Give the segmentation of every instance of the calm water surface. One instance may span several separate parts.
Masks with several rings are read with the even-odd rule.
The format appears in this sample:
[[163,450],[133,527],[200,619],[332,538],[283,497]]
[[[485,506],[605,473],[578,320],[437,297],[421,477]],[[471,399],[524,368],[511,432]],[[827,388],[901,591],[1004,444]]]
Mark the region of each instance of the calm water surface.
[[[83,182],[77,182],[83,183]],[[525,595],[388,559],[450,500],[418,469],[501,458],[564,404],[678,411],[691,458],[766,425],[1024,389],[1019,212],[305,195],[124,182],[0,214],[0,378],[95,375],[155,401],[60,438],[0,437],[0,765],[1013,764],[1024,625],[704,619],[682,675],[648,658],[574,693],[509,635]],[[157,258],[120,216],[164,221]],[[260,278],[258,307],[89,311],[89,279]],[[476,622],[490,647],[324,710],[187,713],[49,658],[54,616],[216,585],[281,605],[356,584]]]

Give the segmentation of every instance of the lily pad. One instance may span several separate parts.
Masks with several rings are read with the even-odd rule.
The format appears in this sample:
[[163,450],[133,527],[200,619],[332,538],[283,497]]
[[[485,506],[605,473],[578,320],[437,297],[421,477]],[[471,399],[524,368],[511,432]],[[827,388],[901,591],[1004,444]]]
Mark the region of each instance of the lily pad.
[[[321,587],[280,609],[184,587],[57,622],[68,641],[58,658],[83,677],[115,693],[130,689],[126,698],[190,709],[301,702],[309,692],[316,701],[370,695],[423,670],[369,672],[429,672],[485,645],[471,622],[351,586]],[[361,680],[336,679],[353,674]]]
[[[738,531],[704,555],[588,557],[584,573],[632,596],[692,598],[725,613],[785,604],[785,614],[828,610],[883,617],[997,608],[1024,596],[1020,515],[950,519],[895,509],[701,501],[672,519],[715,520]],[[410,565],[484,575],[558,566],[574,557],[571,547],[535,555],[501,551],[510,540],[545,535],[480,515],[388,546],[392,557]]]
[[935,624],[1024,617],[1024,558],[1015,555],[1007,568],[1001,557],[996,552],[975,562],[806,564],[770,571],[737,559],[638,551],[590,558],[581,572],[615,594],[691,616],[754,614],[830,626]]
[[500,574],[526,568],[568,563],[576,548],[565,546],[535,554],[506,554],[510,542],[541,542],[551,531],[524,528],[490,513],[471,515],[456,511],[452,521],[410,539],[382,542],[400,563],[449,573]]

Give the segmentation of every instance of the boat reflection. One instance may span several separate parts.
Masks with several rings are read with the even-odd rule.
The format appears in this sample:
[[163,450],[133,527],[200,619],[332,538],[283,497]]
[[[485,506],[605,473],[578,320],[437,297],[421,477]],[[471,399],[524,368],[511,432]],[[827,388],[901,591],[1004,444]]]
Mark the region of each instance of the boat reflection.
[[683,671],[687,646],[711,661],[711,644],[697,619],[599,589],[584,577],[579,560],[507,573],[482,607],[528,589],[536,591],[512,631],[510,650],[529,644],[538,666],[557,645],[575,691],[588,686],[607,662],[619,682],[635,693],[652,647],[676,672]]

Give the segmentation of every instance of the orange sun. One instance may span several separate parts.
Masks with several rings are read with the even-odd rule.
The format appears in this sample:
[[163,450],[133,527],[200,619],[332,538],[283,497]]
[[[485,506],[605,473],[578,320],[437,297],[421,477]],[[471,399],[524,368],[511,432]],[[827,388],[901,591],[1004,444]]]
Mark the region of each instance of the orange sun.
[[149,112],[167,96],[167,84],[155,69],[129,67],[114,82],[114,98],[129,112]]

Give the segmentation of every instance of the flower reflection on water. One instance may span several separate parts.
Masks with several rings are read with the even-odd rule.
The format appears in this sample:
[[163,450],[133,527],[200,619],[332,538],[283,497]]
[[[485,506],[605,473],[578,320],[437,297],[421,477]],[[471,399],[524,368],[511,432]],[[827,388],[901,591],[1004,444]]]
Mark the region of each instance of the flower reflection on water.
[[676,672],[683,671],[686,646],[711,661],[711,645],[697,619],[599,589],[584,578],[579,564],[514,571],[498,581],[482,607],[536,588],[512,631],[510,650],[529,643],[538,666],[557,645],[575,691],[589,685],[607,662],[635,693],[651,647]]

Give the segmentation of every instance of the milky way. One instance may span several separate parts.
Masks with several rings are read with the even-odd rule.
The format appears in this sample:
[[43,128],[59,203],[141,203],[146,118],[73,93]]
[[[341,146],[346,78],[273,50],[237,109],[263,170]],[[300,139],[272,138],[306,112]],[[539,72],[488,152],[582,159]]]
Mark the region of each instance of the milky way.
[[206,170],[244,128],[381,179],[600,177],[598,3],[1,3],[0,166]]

• • • • • • •

Requirement :: The only acceptable answer is the full set of entries, repeated exactly.

Response below ::
Give the segmentation of every instance of the calm water surface. One instance may span several separate parts.
Masks with several rings are read with the even-odd rule.
The format appears in this sample:
[[163,450],[133,527],[200,619],[332,538],[283,497]]
[[[485,506],[605,473],[578,320],[437,297],[421,477]],[[471,399],[524,368],[511,432]],[[827,388],[901,591],[1004,444]]]
Mark the region of each instance of the calm water surface.
[[[83,182],[77,182],[83,183]],[[525,595],[388,559],[450,500],[418,469],[501,458],[564,404],[678,411],[691,458],[766,425],[1024,389],[1019,212],[305,195],[124,182],[0,214],[0,378],[95,375],[155,401],[60,438],[0,437],[0,765],[1013,764],[1024,625],[704,619],[682,675],[648,658],[574,693],[509,635]],[[157,258],[120,216],[164,221]],[[260,278],[258,307],[89,311],[89,279]],[[476,622],[490,647],[324,710],[187,713],[49,658],[54,616],[216,585],[281,605],[356,584]]]

Give the segmentation of every instance of the lily pad. One instance may span several separate parts.
Masks with several rings are read with the even-odd rule.
The format appears in this sample:
[[163,450],[133,527],[200,619],[332,538],[283,497]]
[[[485,506],[605,473],[578,320],[437,297],[421,477]],[[471,399],[524,368],[511,432]],[[827,388],[901,591],[1004,444]]]
Mark the region of each instance of the lily pad.
[[[321,587],[280,609],[184,587],[57,622],[68,641],[58,658],[83,677],[115,693],[130,689],[126,698],[190,709],[301,702],[309,692],[316,701],[370,695],[423,670],[369,672],[429,672],[485,645],[471,622],[351,586]],[[361,680],[336,679],[353,674]]]
[[[738,531],[704,555],[588,557],[584,573],[632,596],[692,598],[725,613],[785,604],[785,614],[828,610],[883,617],[997,608],[1024,596],[1020,515],[950,519],[895,509],[701,501],[672,519],[715,520]],[[410,565],[484,575],[558,566],[574,557],[571,547],[535,555],[501,551],[510,540],[545,535],[480,515],[388,546],[392,557]]]
[[935,624],[1024,617],[1024,558],[1015,555],[1007,568],[1001,557],[996,552],[975,562],[806,564],[770,571],[737,559],[638,551],[590,558],[581,572],[615,594],[691,616],[754,614],[830,626]]
[[500,574],[526,568],[568,563],[576,548],[565,546],[535,554],[506,554],[510,542],[541,542],[551,531],[524,528],[490,513],[471,515],[456,511],[452,521],[410,539],[382,542],[400,563],[449,573]]

Give the segmentation of every instance of the boat reflection. One instance may span several separate parts.
Masks with several rings are read with the even-odd rule.
The format appears in this sample:
[[163,450],[133,527],[200,619],[332,538],[283,497]]
[[[485,506],[605,473],[578,320],[437,297],[421,477]],[[471,399],[524,368],[511,432]],[[827,388],[901,591],[1004,444]]]
Mark the region of each instance of the boat reflection.
[[683,671],[687,646],[711,661],[711,644],[697,619],[599,589],[584,577],[579,560],[507,573],[482,607],[528,589],[536,591],[512,631],[510,650],[529,644],[538,666],[557,645],[575,691],[588,686],[607,662],[619,682],[635,693],[652,647],[676,672]]

Give the segmentation of every instance of the orange sun. One instance may span several separate parts.
Masks with several rings are read with the even-odd rule.
The format appears in this sample:
[[163,450],[133,527],[200,619],[332,538],[283,497]]
[[[485,506],[605,473],[578,320],[437,297],[421,477]],[[471,399],[524,368],[511,432]],[[827,388],[901,591],[1004,444]]]
Mark the region of each instance of the orange sun.
[[149,112],[167,96],[167,84],[155,69],[129,67],[114,82],[114,98],[129,112]]

Give the segmentation of every instance of the flower reflection on water. One instance may span several separate parts.
Masks with several rings are read with the even-odd rule.
The format appears in this sample:
[[163,450],[133,527],[200,619],[332,538],[283,497]]
[[[485,506],[605,473],[578,320],[437,297],[421,477]],[[471,399],[524,368],[511,432]],[[827,388],[901,591],[1004,444]]]
Mark the region of each instance of the flower reflection on water.
[[676,672],[683,671],[686,646],[711,661],[711,645],[697,619],[599,589],[584,578],[579,564],[514,571],[498,581],[482,607],[536,588],[512,631],[510,650],[529,643],[538,666],[557,645],[575,691],[589,685],[607,662],[635,693],[651,647]]

Give the segmentation of every instance of the milky way. One instance may span several separate parts.
Masks with several rings are read with the even-odd rule.
The format appears in this sample:
[[43,128],[59,203],[141,203],[146,118],[73,93]]
[[[341,146],[346,78],[273,50],[237,109],[263,170]],[[300,139],[272,138],[306,112]],[[539,72],[488,152],[582,159]]]
Mark the region of each instance of the milky way.
[[206,170],[244,128],[381,179],[600,177],[598,3],[1,3],[0,166]]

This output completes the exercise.